**YOUR INSTRUCTIONS**: In the news report below on Minnesota's first COVID-19 vaccine shipments, how many "hub" sites did the Minnesota Department of Health identify to receive the shipments?

**EXCERPT**:
---*---

Minnesota’s first shipments of the COVID-19 vaccine arrived across the state Monday morning, as part of what will be the largest vaccination campaign in U.S. history.
Gov. Tim Walz was at the Minneapolis VA Health Care System at around 9 a.m. when the medical center received a shipment of the Pfizer vaccine, the first coronavirus vaccine to be authorized for emergency use by the Food and Drug Administration. The shipment included about 3,000 doses, per Walz.
Minnesota is expected to receive 46,800 doses of the Pfizer vaccine, reports the New York Times. Pending approval of the Moderna vaccine later this week, Minnesota is slated to receive 136,600 additional doses by the end of December.
“This is the day we’ve all been waiting for,” Walz said at the hospital.
Both vaccines require two rounds of shots spaced between three and four weeks apart, and some must be stored at extremely cold temperatures, according to NPR. Per the state’s vaccine rollout plan, first doses will be given to health care providers and those in long-term care facilities.
Initial vaccinations are expected to occur next week after emergency use training is complete, according to KARE 11. A critical care nurse in New York received the first Pfizer-BioNTech COVID-19 vaccination in the U.S. Monday morning.
The Minnesota Department of Health identified 25 “hub” sites across the state that will receive the vaccine shipments via the national vaccine distribution chain.
Olmsted Medical Center received its first shipment of the vaccine Monday morning, which included around 975 doses, reports KIMT. Other hospitals have or will receive shipments by the end of the day Monday.
Though Minnesota has seen a dip in new COVID-19 cases in recent days, metro area hospital beds are still near capacity. More than 4,000 COVID-19 deaths have been recorded in the state since the pandemic began.

---*---

**DATA**:
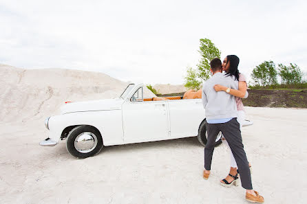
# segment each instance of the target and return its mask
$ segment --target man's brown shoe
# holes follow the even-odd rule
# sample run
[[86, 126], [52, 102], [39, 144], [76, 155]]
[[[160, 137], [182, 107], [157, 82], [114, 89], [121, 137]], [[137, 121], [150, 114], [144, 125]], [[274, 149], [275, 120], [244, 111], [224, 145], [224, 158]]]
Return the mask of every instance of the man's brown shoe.
[[264, 197], [260, 196], [257, 191], [254, 190], [254, 192], [255, 194], [256, 194], [256, 196], [254, 196], [251, 194], [248, 194], [246, 192], [245, 195], [245, 199], [251, 203], [262, 203], [263, 202], [264, 202]]
[[207, 174], [207, 173], [206, 173], [205, 172], [204, 172], [204, 174], [203, 174], [203, 176], [202, 176], [202, 177], [204, 179], [208, 179], [208, 178], [209, 177], [209, 176], [210, 176], [210, 173], [209, 174]]

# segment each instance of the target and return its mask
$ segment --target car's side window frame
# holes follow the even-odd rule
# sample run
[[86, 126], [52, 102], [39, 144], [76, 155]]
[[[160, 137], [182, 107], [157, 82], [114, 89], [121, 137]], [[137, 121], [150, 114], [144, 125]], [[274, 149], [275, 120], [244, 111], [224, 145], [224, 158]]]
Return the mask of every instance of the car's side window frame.
[[[134, 95], [136, 93], [136, 92], [138, 92], [138, 98], [139, 98], [138, 97], [139, 97], [139, 93], [138, 93], [138, 90], [140, 90], [140, 89], [142, 89], [142, 100], [138, 100], [138, 101], [137, 101], [137, 100], [135, 100], [135, 101], [133, 101], [132, 100], [132, 98], [133, 97], [134, 97]], [[140, 88], [138, 88], [134, 93], [134, 94], [132, 95], [132, 96], [130, 98], [130, 99], [129, 99], [129, 100], [130, 100], [130, 102], [143, 102], [144, 101], [144, 94], [143, 94], [143, 87], [140, 87]]]

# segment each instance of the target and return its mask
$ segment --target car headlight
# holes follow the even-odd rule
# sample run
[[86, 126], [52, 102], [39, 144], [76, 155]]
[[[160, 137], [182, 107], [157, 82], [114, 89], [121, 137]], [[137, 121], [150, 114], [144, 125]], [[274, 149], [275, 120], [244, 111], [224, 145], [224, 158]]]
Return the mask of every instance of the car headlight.
[[49, 126], [48, 126], [49, 118], [50, 118], [50, 117], [48, 117], [45, 120], [45, 126], [46, 126], [46, 128], [48, 130], [49, 130]]

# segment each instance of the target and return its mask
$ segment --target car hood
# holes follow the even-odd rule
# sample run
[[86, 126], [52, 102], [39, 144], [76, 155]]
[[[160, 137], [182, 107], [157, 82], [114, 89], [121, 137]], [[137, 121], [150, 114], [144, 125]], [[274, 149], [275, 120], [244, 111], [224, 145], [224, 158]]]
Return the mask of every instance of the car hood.
[[61, 107], [61, 113], [74, 112], [120, 110], [124, 100], [122, 98], [105, 99], [79, 102], [69, 102]]

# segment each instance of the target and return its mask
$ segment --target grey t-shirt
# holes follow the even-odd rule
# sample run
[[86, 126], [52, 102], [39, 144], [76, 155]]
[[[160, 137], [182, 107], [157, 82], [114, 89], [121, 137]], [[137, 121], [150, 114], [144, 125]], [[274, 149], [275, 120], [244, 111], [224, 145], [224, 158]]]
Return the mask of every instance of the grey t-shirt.
[[216, 73], [202, 85], [202, 100], [207, 120], [237, 117], [237, 104], [233, 95], [225, 91], [215, 91], [213, 86], [221, 84], [238, 89], [238, 81], [222, 73]]

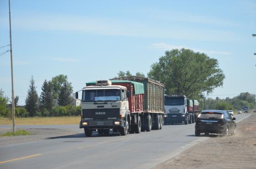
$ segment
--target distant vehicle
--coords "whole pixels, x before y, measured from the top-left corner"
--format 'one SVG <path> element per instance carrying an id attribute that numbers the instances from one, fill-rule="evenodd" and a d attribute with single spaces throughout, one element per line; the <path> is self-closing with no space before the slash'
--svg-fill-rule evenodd
<path id="1" fill-rule="evenodd" d="M 243 110 L 244 110 L 244 113 L 249 113 L 249 108 L 248 107 L 245 106 L 243 108 Z"/>
<path id="2" fill-rule="evenodd" d="M 199 113 L 195 127 L 195 134 L 200 136 L 201 133 L 206 135 L 209 133 L 221 134 L 224 136 L 235 135 L 236 124 L 232 118 L 226 111 L 217 110 L 204 110 Z"/>
<path id="3" fill-rule="evenodd" d="M 194 123 L 199 113 L 199 103 L 185 95 L 165 95 L 165 125 Z"/>
<path id="4" fill-rule="evenodd" d="M 233 110 L 228 110 L 228 112 L 230 115 L 231 115 L 231 116 L 234 116 L 234 112 L 233 112 Z"/>

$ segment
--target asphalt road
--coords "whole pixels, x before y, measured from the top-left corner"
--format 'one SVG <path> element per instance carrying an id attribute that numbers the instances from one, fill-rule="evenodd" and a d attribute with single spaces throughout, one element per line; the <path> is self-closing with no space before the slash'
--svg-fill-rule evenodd
<path id="1" fill-rule="evenodd" d="M 249 115 L 234 117 L 238 122 Z M 195 137 L 194 125 L 164 126 L 160 130 L 124 136 L 113 133 L 100 136 L 94 132 L 88 138 L 78 125 L 33 126 L 68 128 L 77 134 L 0 146 L 0 168 L 148 169 L 208 138 L 203 134 Z"/>

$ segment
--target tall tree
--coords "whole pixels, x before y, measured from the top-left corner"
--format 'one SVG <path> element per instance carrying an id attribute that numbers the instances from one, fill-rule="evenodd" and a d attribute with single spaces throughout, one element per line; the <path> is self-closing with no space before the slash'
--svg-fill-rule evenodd
<path id="1" fill-rule="evenodd" d="M 0 88 L 0 116 L 5 114 L 8 100 L 9 98 L 5 96 L 3 89 Z"/>
<path id="2" fill-rule="evenodd" d="M 73 87 L 71 83 L 65 82 L 60 88 L 59 95 L 58 103 L 60 106 L 67 106 L 70 104 L 73 101 Z"/>
<path id="3" fill-rule="evenodd" d="M 30 117 L 36 115 L 38 108 L 38 96 L 36 91 L 37 87 L 33 76 L 31 76 L 30 85 L 27 91 L 27 95 L 25 100 L 25 108 L 29 113 Z"/>
<path id="4" fill-rule="evenodd" d="M 58 98 L 60 89 L 64 83 L 68 82 L 68 76 L 63 74 L 59 75 L 52 78 L 52 83 L 55 98 Z"/>
<path id="5" fill-rule="evenodd" d="M 225 76 L 217 59 L 184 48 L 165 54 L 151 66 L 148 76 L 164 83 L 166 94 L 200 98 L 202 92 L 210 93 L 223 84 Z"/>
<path id="6" fill-rule="evenodd" d="M 17 106 L 18 105 L 18 102 L 19 102 L 19 97 L 18 96 L 15 96 L 15 97 L 14 97 L 14 106 Z M 10 102 L 11 103 L 11 104 L 12 105 L 12 100 L 10 100 Z"/>
<path id="7" fill-rule="evenodd" d="M 45 80 L 41 88 L 42 92 L 39 98 L 40 108 L 42 110 L 46 108 L 50 113 L 54 105 L 54 97 L 52 82 L 47 82 Z"/>
<path id="8" fill-rule="evenodd" d="M 141 73 L 141 72 L 136 72 L 136 76 L 139 76 L 139 77 L 145 77 L 145 75 L 144 74 L 144 73 Z"/>

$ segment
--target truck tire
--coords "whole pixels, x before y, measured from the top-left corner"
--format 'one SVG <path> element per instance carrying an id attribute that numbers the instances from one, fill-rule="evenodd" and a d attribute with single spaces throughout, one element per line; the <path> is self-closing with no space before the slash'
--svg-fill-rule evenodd
<path id="1" fill-rule="evenodd" d="M 185 122 L 185 124 L 188 124 L 188 117 L 186 119 L 185 119 L 185 121 L 184 122 Z"/>
<path id="2" fill-rule="evenodd" d="M 152 127 L 152 120 L 151 120 L 151 117 L 149 115 L 149 114 L 148 114 L 146 117 L 145 122 L 145 127 L 146 127 L 146 131 L 147 132 L 150 132 L 151 131 L 151 127 Z"/>
<path id="3" fill-rule="evenodd" d="M 160 115 L 160 129 L 163 128 L 163 115 Z"/>
<path id="4" fill-rule="evenodd" d="M 103 129 L 103 133 L 104 133 L 104 134 L 109 134 L 110 130 L 109 129 Z"/>
<path id="5" fill-rule="evenodd" d="M 191 124 L 192 123 L 192 116 L 191 114 L 188 116 L 189 117 L 189 120 L 188 120 L 188 123 L 189 124 Z"/>
<path id="6" fill-rule="evenodd" d="M 92 134 L 92 130 L 86 128 L 84 128 L 84 129 L 85 129 L 85 136 L 91 136 L 91 134 Z"/>
<path id="7" fill-rule="evenodd" d="M 138 124 L 136 125 L 133 126 L 134 130 L 134 132 L 136 133 L 140 133 L 140 130 L 141 129 L 141 121 L 140 120 L 140 117 L 139 116 L 138 118 Z"/>
<path id="8" fill-rule="evenodd" d="M 141 132 L 144 132 L 145 130 L 145 116 L 141 116 L 141 128 L 140 128 L 140 131 Z"/>
<path id="9" fill-rule="evenodd" d="M 159 130 L 160 129 L 160 116 L 159 114 L 157 114 L 155 117 L 153 124 L 153 129 L 154 130 Z"/>
<path id="10" fill-rule="evenodd" d="M 200 136 L 200 133 L 199 132 L 195 131 L 195 135 L 196 135 L 196 136 L 199 137 Z"/>
<path id="11" fill-rule="evenodd" d="M 103 134 L 103 129 L 98 129 L 97 130 L 98 131 L 98 133 L 100 135 L 102 135 Z"/>

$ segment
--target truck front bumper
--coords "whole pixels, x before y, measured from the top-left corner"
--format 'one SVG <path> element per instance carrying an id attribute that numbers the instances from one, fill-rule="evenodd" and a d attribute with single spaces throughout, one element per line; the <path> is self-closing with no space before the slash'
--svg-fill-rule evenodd
<path id="1" fill-rule="evenodd" d="M 164 120 L 168 123 L 171 122 L 184 122 L 187 119 L 186 114 L 168 113 L 165 114 Z"/>
<path id="2" fill-rule="evenodd" d="M 83 120 L 80 122 L 80 128 L 92 129 L 112 129 L 114 127 L 124 126 L 124 121 L 122 119 Z"/>

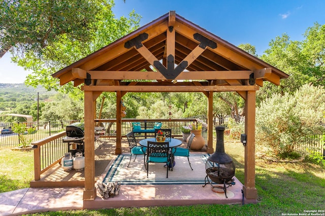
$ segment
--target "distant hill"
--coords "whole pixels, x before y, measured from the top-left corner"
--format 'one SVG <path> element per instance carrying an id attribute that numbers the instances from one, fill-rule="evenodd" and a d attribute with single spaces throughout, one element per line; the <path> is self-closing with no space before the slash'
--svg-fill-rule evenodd
<path id="1" fill-rule="evenodd" d="M 6 110 L 6 106 L 8 108 L 8 104 L 4 104 L 5 102 L 35 101 L 37 99 L 38 92 L 41 101 L 57 93 L 54 91 L 48 91 L 41 86 L 35 88 L 22 83 L 0 83 L 0 110 Z"/>
<path id="2" fill-rule="evenodd" d="M 4 91 L 13 92 L 23 92 L 25 93 L 55 93 L 55 91 L 48 91 L 41 86 L 36 88 L 31 86 L 27 86 L 23 83 L 0 83 L 0 93 Z"/>

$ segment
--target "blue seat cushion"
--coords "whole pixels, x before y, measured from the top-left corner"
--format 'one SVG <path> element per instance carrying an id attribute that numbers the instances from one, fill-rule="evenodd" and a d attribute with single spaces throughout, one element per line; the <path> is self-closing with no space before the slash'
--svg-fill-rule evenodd
<path id="1" fill-rule="evenodd" d="M 161 125 L 162 125 L 162 123 L 161 123 L 161 122 L 155 122 L 154 123 L 154 126 L 153 127 L 153 129 L 161 129 Z M 154 132 L 154 130 L 153 130 L 153 132 Z"/>
<path id="2" fill-rule="evenodd" d="M 176 148 L 176 150 L 173 153 L 174 156 L 187 157 L 189 154 L 189 151 L 183 148 Z"/>
<path id="3" fill-rule="evenodd" d="M 147 129 L 147 130 L 141 130 L 141 129 L 133 129 L 134 133 L 154 133 L 154 129 Z"/>
<path id="4" fill-rule="evenodd" d="M 146 151 L 146 147 L 142 147 L 138 146 L 135 146 L 131 149 L 131 154 L 133 155 L 143 155 Z"/>
<path id="5" fill-rule="evenodd" d="M 149 157 L 149 162 L 153 163 L 167 163 L 168 158 L 167 157 Z"/>
<path id="6" fill-rule="evenodd" d="M 141 130 L 141 127 L 140 126 L 140 122 L 132 122 L 132 127 L 134 130 Z"/>

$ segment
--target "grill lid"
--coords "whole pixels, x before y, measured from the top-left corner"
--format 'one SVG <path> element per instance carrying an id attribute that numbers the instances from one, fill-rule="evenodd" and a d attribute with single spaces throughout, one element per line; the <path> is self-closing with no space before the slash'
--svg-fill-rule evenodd
<path id="1" fill-rule="evenodd" d="M 84 124 L 76 122 L 71 124 L 66 127 L 67 136 L 69 137 L 82 137 L 84 135 Z"/>
<path id="2" fill-rule="evenodd" d="M 231 163 L 233 159 L 224 152 L 224 143 L 223 142 L 223 132 L 224 127 L 216 127 L 217 133 L 217 143 L 216 151 L 208 159 L 212 162 L 219 164 Z"/>

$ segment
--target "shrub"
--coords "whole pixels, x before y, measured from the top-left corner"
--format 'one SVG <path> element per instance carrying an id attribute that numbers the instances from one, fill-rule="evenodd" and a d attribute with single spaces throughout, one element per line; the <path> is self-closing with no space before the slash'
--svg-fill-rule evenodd
<path id="1" fill-rule="evenodd" d="M 256 144 L 276 156 L 291 155 L 306 136 L 320 133 L 325 112 L 325 91 L 303 86 L 294 95 L 274 95 L 256 109 Z"/>
<path id="2" fill-rule="evenodd" d="M 22 148 L 26 148 L 30 145 L 32 138 L 29 138 L 27 134 L 35 131 L 35 127 L 28 127 L 24 123 L 14 123 L 12 126 L 12 131 L 18 134 L 18 139 Z"/>

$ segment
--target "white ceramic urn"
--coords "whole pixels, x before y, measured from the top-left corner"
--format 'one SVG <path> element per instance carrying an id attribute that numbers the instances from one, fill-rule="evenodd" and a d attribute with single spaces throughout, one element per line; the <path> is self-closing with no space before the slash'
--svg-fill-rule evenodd
<path id="1" fill-rule="evenodd" d="M 76 170 L 81 170 L 85 168 L 85 157 L 81 152 L 76 153 L 76 157 L 73 159 L 73 168 Z"/>

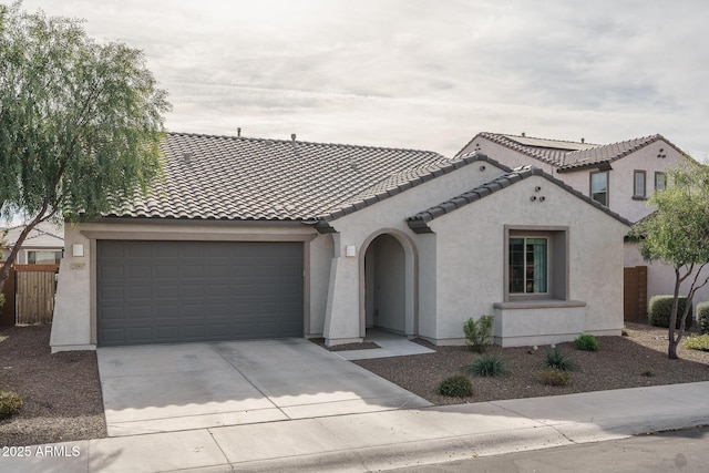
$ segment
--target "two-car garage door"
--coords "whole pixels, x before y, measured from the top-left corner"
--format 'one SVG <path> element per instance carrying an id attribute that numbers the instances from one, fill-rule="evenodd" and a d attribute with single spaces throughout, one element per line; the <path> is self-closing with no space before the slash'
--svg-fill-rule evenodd
<path id="1" fill-rule="evenodd" d="M 302 337 L 302 243 L 96 243 L 100 346 Z"/>

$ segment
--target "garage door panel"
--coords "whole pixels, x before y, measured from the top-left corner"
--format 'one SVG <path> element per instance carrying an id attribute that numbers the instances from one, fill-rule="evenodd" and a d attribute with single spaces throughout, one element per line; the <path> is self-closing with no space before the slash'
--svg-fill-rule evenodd
<path id="1" fill-rule="evenodd" d="M 302 244 L 97 243 L 99 345 L 302 337 Z"/>

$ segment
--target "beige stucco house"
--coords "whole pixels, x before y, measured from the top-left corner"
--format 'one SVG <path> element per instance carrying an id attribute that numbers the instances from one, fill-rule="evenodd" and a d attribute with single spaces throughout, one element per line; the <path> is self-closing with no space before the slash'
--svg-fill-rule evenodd
<path id="1" fill-rule="evenodd" d="M 494 154 L 169 134 L 147 197 L 69 226 L 52 350 L 371 327 L 503 346 L 619 335 L 629 222 Z M 603 238 L 598 236 L 603 235 Z"/>
<path id="2" fill-rule="evenodd" d="M 689 158 L 661 135 L 592 144 L 584 140 L 572 142 L 525 134 L 479 133 L 458 156 L 476 151 L 494 156 L 507 166 L 538 166 L 633 223 L 653 213 L 647 199 L 657 189 L 665 188 L 666 172 Z M 645 261 L 634 241 L 626 241 L 624 266 L 628 285 L 626 312 L 645 317 L 650 297 L 674 294 L 674 269 L 660 263 Z M 638 274 L 641 275 L 639 284 L 646 285 L 630 287 L 638 284 Z M 634 304 L 636 295 L 640 308 Z M 706 300 L 709 300 L 709 286 L 697 292 L 695 305 Z"/>

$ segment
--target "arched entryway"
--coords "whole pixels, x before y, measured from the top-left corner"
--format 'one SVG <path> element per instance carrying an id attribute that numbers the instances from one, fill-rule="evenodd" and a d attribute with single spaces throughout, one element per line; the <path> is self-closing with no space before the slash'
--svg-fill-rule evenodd
<path id="1" fill-rule="evenodd" d="M 368 328 L 394 333 L 415 333 L 413 246 L 408 237 L 392 233 L 374 235 L 360 261 L 363 274 L 362 336 Z"/>

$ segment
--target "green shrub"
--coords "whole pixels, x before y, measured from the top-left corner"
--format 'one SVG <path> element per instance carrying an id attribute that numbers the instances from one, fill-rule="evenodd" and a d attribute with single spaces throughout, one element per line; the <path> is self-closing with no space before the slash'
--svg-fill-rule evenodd
<path id="1" fill-rule="evenodd" d="M 507 361 L 497 354 L 483 354 L 465 366 L 465 370 L 479 377 L 496 377 L 507 374 Z"/>
<path id="2" fill-rule="evenodd" d="M 578 369 L 578 362 L 568 354 L 562 353 L 558 347 L 546 349 L 544 357 L 544 366 L 558 371 L 575 371 Z"/>
<path id="3" fill-rule="evenodd" d="M 709 302 L 697 305 L 697 321 L 702 333 L 709 333 Z"/>
<path id="4" fill-rule="evenodd" d="M 481 316 L 477 320 L 471 318 L 463 323 L 469 350 L 484 353 L 490 347 L 494 318 L 494 316 Z"/>
<path id="5" fill-rule="evenodd" d="M 7 419 L 20 412 L 22 400 L 12 391 L 0 391 L 0 420 Z"/>
<path id="6" fill-rule="evenodd" d="M 598 348 L 600 348 L 600 343 L 598 343 L 598 340 L 596 340 L 596 337 L 593 335 L 579 335 L 575 342 L 576 348 L 579 350 L 598 351 Z"/>
<path id="7" fill-rule="evenodd" d="M 548 385 L 567 385 L 572 382 L 572 374 L 568 371 L 559 371 L 555 368 L 547 368 L 540 371 L 540 381 Z"/>
<path id="8" fill-rule="evenodd" d="M 648 307 L 648 319 L 650 325 L 655 327 L 669 328 L 669 317 L 672 312 L 672 299 L 674 296 L 653 296 Z M 677 325 L 675 328 L 679 328 L 681 323 L 682 313 L 685 313 L 685 307 L 687 306 L 687 297 L 680 296 L 677 301 Z M 690 328 L 693 322 L 691 307 L 687 315 L 686 328 Z"/>
<path id="9" fill-rule="evenodd" d="M 709 351 L 709 333 L 686 338 L 682 345 L 690 350 Z"/>
<path id="10" fill-rule="evenodd" d="M 470 383 L 470 379 L 462 374 L 445 378 L 439 384 L 439 394 L 450 398 L 466 398 L 472 393 L 473 387 Z"/>

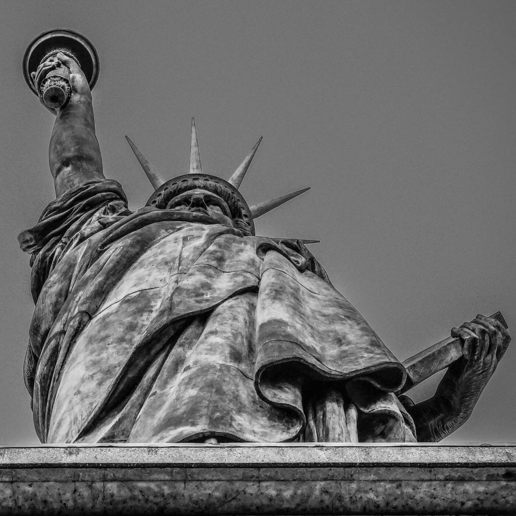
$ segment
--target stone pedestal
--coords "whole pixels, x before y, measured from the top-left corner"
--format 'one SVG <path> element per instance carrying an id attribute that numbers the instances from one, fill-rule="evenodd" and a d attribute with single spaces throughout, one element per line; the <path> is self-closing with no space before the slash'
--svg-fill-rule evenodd
<path id="1" fill-rule="evenodd" d="M 3 514 L 516 514 L 516 446 L 0 448 Z"/>

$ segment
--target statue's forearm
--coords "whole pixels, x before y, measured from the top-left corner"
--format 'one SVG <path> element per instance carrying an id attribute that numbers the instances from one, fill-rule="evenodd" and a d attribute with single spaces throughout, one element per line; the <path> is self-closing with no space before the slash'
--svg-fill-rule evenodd
<path id="1" fill-rule="evenodd" d="M 104 179 L 90 95 L 74 95 L 59 110 L 49 158 L 56 197 L 87 181 Z"/>
<path id="2" fill-rule="evenodd" d="M 441 397 L 408 407 L 407 411 L 414 421 L 419 442 L 439 442 L 464 422 L 456 415 L 453 400 Z"/>

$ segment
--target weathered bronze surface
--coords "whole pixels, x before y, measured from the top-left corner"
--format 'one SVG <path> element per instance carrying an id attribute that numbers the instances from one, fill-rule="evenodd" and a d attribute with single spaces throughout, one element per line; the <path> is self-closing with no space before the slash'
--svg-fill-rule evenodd
<path id="1" fill-rule="evenodd" d="M 63 66 L 57 199 L 19 237 L 42 442 L 437 441 L 467 420 L 510 340 L 498 320 L 452 330 L 462 356 L 432 398 L 397 396 L 406 368 L 303 241 L 255 235 L 253 218 L 307 189 L 247 205 L 260 140 L 228 181 L 203 172 L 193 121 L 189 173 L 168 181 L 128 140 L 155 190 L 130 209 L 103 173 L 91 78 L 59 52 L 34 89 Z"/>

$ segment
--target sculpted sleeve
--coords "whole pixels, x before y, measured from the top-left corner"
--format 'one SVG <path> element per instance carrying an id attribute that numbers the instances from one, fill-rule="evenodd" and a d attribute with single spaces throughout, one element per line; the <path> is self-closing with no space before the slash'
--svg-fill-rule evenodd
<path id="1" fill-rule="evenodd" d="M 122 187 L 111 180 L 86 183 L 49 204 L 38 223 L 18 236 L 21 249 L 31 254 L 30 289 L 35 303 L 49 275 L 68 250 L 102 230 L 114 218 L 130 213 Z M 62 279 L 63 283 L 68 280 Z M 37 353 L 31 345 L 30 333 L 24 376 L 31 392 Z"/>

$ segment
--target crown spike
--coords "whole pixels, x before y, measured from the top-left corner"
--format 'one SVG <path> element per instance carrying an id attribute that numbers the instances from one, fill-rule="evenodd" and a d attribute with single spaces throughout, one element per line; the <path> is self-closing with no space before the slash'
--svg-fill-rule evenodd
<path id="1" fill-rule="evenodd" d="M 127 143 L 134 153 L 135 156 L 136 156 L 136 159 L 140 162 L 141 168 L 143 169 L 145 173 L 147 174 L 147 177 L 151 182 L 151 184 L 152 185 L 155 190 L 157 190 L 165 182 L 165 180 L 161 176 L 159 172 L 149 163 L 147 158 L 138 150 L 138 148 L 131 141 L 127 135 L 125 135 L 125 139 L 127 140 Z"/>
<path id="2" fill-rule="evenodd" d="M 233 185 L 237 190 L 240 188 L 240 185 L 242 184 L 242 181 L 244 181 L 246 172 L 247 172 L 247 169 L 249 168 L 249 165 L 251 165 L 251 162 L 253 160 L 253 158 L 254 157 L 254 154 L 256 154 L 256 150 L 257 150 L 263 139 L 263 136 L 260 136 L 260 139 L 254 144 L 254 147 L 251 149 L 251 152 L 246 157 L 246 159 L 242 162 L 240 166 L 233 172 L 233 175 L 228 181 L 230 184 Z"/>
<path id="3" fill-rule="evenodd" d="M 197 139 L 197 130 L 195 126 L 195 119 L 193 117 L 192 117 L 191 135 L 190 137 L 190 168 L 188 173 L 202 173 L 201 153 L 199 150 L 199 140 Z"/>
<path id="4" fill-rule="evenodd" d="M 297 197 L 298 195 L 301 195 L 307 190 L 310 190 L 310 187 L 307 188 L 303 188 L 302 190 L 298 190 L 297 191 L 293 192 L 292 194 L 287 194 L 286 195 L 282 195 L 281 197 L 277 197 L 276 199 L 271 199 L 270 201 L 266 201 L 265 202 L 261 202 L 259 204 L 255 204 L 249 208 L 251 215 L 253 219 L 261 217 L 262 215 L 270 212 L 275 208 L 277 208 L 284 203 L 289 201 L 294 197 Z"/>

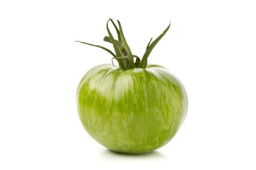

---*---

**RESPONSE AREA**: 25